● **EXCERPT TO READ**
####

Plasmapheresis (from the Greek πλάσμα, plasma, something molded, and ἀφαίρεσις aphairesis, taking away) is the removal, treatment, and return or exchange of blood plasma or components thereof from and to the blood circulation. It is thus an extracorporeal therapy, a medical procedure performed outside the body.[citation needed]

Three general types of plasmapheresis can be distinguished:

  • Autologuous, removing blood plasma, treating it in some way, and returning it to the same person, as a therapy.
  • Exchange, a patient's blood plasma is removed, while blood products are given in replacement. This type is called plasma exchange (PE, PLEX, or PEX) or plasma exchange therapy (PET). The removed plasma is discarded and the patient receives replacement donor plasma, albumin, or a combination of albumin and saline (usually 70% albumin and 30% saline).
  • Donation, removing blood plasma, separating its components, and returning some of them to the same person, while holding out others to become blood products that this person donates for those in need. In such a plasma donation procedure, blood is removed from the body, blood cells and plasma are separated, and the blood cells are returned, while the plasma is collected and frozen to preserve it for eventual use as fresh frozen plasma or as an ingredient in the manufacture of blood products.[1]

Plasmapheresis of the autologous and exchange types is used to treat a variety of disorders, including those of the immune system, such as Goodpasture's syndrome,[2] Guillain–Barré syndrome, lupus, myasthenia gravis,[3][4] and thrombotic thrombocytopenic purpura.

Medical uses[edit]

During plasmapheresis, blood, which consists of blood cells and a clear liquid called blood plasma, is initially taken out of the body through a needle or previously implanted catheter. Plasma is then removed from the blood by a cell separator. Three procedures are commonly used to separate the plasma from the blood cells, with each method having its own advantages and disadvantages:[citation needed]

  • Discontinuous flow centrifugation: One venous catheter line is required. Typically, a 300 ml batch of blood is removed at a time and centrifuged to separate plasma from blood cells.
  • Continuous flow centrifugation: Two venous lines are used. This method requires slightly less blood volume out of the body at any one time, as it is able to continuously spin out plasma.
  • Plasma filtration: Two venous lines are used. The plasma is filtered using standard hemodialysis equipment. This continuous process requires that less than 100 ml of blood be outside the body at one time.

####

[Stored data entries]

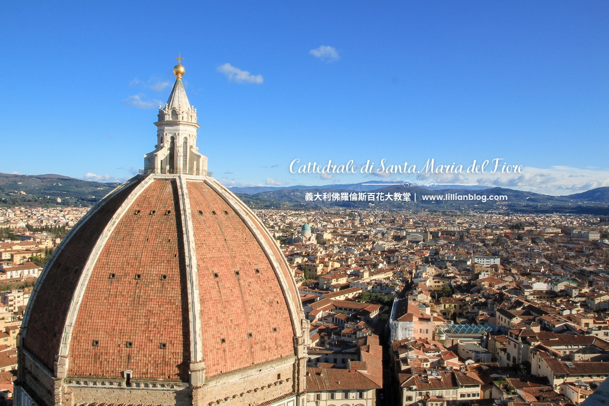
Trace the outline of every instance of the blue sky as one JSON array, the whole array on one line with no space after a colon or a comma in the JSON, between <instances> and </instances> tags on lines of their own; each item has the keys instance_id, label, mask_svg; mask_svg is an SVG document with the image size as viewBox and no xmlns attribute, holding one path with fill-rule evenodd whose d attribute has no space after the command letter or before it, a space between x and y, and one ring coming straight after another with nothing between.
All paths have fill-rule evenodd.
<instances>
[{"instance_id":1,"label":"blue sky","mask_svg":"<svg viewBox=\"0 0 609 406\"><path fill-rule=\"evenodd\" d=\"M93 2L2 6L0 172L130 177L181 53L199 150L228 186L414 177L292 174L296 158L495 158L523 173L418 176L609 186L607 2Z\"/></svg>"}]
</instances>

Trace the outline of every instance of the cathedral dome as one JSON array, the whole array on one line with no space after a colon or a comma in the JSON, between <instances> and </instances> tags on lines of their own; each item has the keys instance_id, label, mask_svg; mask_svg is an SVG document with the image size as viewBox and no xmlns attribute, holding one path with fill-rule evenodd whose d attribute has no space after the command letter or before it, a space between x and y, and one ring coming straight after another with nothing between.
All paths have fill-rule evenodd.
<instances>
[{"instance_id":1,"label":"cathedral dome","mask_svg":"<svg viewBox=\"0 0 609 406\"><path fill-rule=\"evenodd\" d=\"M40 277L16 396L228 405L303 393L308 331L285 257L207 172L198 125L155 124L148 170L91 209Z\"/></svg>"}]
</instances>

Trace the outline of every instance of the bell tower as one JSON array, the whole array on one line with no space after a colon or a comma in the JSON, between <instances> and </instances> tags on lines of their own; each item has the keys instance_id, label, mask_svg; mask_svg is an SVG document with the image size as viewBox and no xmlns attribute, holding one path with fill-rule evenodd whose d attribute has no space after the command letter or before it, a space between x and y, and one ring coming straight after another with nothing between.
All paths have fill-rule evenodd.
<instances>
[{"instance_id":1,"label":"bell tower","mask_svg":"<svg viewBox=\"0 0 609 406\"><path fill-rule=\"evenodd\" d=\"M144 170L147 174L186 173L207 176L207 157L197 147L197 109L190 105L182 77L184 58L179 55L174 67L175 83L164 107L159 106L157 145L152 152L144 156Z\"/></svg>"}]
</instances>

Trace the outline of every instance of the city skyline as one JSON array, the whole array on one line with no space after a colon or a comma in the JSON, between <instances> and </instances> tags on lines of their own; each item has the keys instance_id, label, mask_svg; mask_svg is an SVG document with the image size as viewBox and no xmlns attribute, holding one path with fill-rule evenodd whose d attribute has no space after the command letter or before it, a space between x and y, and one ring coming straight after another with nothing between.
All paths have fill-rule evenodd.
<instances>
[{"instance_id":1,"label":"city skyline","mask_svg":"<svg viewBox=\"0 0 609 406\"><path fill-rule=\"evenodd\" d=\"M150 23L161 2L7 9L0 93L27 125L0 130L15 152L1 172L130 178L181 54L199 150L228 186L418 177L292 173L297 158L504 158L523 173L423 177L554 195L609 186L600 2L211 3L164 10L177 27Z\"/></svg>"}]
</instances>

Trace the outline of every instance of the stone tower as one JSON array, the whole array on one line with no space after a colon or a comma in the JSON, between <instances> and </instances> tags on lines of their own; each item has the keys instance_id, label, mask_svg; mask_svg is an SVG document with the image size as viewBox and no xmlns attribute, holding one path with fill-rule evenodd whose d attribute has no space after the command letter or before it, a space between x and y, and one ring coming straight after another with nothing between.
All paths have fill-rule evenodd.
<instances>
[{"instance_id":1,"label":"stone tower","mask_svg":"<svg viewBox=\"0 0 609 406\"><path fill-rule=\"evenodd\" d=\"M290 267L208 172L180 60L144 170L79 222L38 279L17 405L304 404L308 324Z\"/></svg>"}]
</instances>

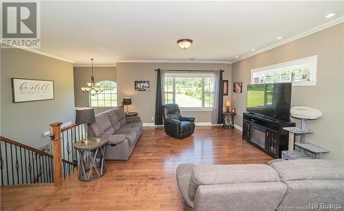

####

● **COMPLETE THE FOLLOWING**
1. Decide whether each statement agrees with the plasmapheresis text. For each, answer yes or no and quote the words of the text that settle it. (a) In plasma exchange, the removed plasma is discarded. (b) Discontinuous flow centrifugation requires two venous lines. (c) Plasma filtration keeps less than 100 ml of blood outside the body at one time.
2. Echo the plasmapheresis text word for word, starting at "Plasmapheresis (from the" and ending at "and 30% saline).".
3. Proceed with the plasmapheresis text, picking up after its last sentence.
The listing has no connection to the plasmapheresis text.

● **ANSWERS TO EACH TASK**
1.
(a) Yes: "The removed plasma is discarded and the patient receives replacement donor plasma, albumin, or a combination of albumin and saline"
(b) No: "One venous catheter line is required."
(c) Yes: "This continuous process requires that less than 100 ml of blood be outside the body at one time."

2.
Plasmapheresis (from the Greek πλάσμα, plasma, something molded, and ἀφαίρεσις aphairesis, taking away) is the removal, treatment, and return or exchange of blood plasma or components thereof from and to the blood circulation. It is thus an extracorporeal therapy, a medical procedure performed outside the body.[citation needed]

Three general types of plasmapheresis can be distinguished:

  • Autologuous, removing blood plasma, treating it in some way, and returning it to the same person, as a therapy.
  • Exchange, a patient's blood plasma is removed, while blood products are given in replacement. This type is called plasma exchange (PE, PLEX, or PEX) or plasma exchange therapy (PET). The removed plasma is discarded and the patient receives replacement donor plasma, albumin, or a combination of albumin and saline (usually 70% albumin and 30% saline).

3.
After plasma separation, the blood cells are returned to the person undergoing treatment, while the plasma, which contains the antibodies, is first treated and then returned to the patient in traditional plasmapheresis. Rarely, other replacement fluids, such as hydroxyethyl starch, may be used in individuals who object to blood transfusion but these are rarely used due to severe side-effects. Medication to keep the blood from clotting (an anticoagulant) is given to the patient during the procedure.[citation needed]

Plasmapheresis is used as a therapy in particular diseases. It is an uncommon treatment in the United States, but it is more common in Europe and particularly Japan.[5]

An important use of plasmapheresis is in the therapy of autoimmune disorders, where the rapid removal of disease-causing autoantibodies from the circulation is required in addition to other medical therapy. It is important to note that plasma exchange therapy in and of itself is useful to temper the disease process, while simultaneous medical and immunosuppressive therapy is required for long-term management. Plasma exchange offers the quickest short-term answer to removing harmful autoantibodies; however, the production of autoantibodies by the immune system must also be suppressed, usually by the use of medications such as cyclophosphamide, cyclosporine, mycophenolate mofetil, prednisone, rituximab, or a mixture of these.[medical citation needed]

Other uses are the removal of blood proteins where these are overly abundant and cause hyperviscosity syndrome.[medical citation needed]

There is weak evidence that therapeutic plasma exchange (TPE) might be of benefit in severe cases of COVID-19.[6]

Examples of diseases that have been treated with plasmapheresis[edit]

Complications of plasmapheresis therapy[edit]

Though plasmapheresis is helpful in certain medical conditions, like any other therapy, there are potential risks and complications. Insertion of a rather large intravenous catheter can lead to bleeding, lung puncture (depending on the site of catheter insertion), and, if the catheter is left in too long, it can get infected.[citation needed]

Aside from placing the catheter, the procedure itself has complications. When patient blood is outside of the body passing through the plasmapheresis machine, the blood has a tendency to clot. To reduce this tendency, in one common protocol,[which?] sodium citrate is infused while the blood is running through the circuit. Citrate binds to calcium in the blood, calcium being essential for blood to clot. Citrate is very effective in preventing blood from clotting; however, its use can lead to life-threateningly low calcium levels. This can be detected using the Chvostek's sign or Trousseau's sign. To prevent this complication, calcium is infused intravenously while the patient is undergoing the plasmapheresis; in addition, calcium supplementation by mouth may also be given.[citation needed]

Other complications include:

Plasma donation[edit]

See caption
Plasma donation uses two lines – a single needle connects to one line that splits into an outgoing line and a return line. A spur can also be seen that is used for collecting test samples of the whole blood.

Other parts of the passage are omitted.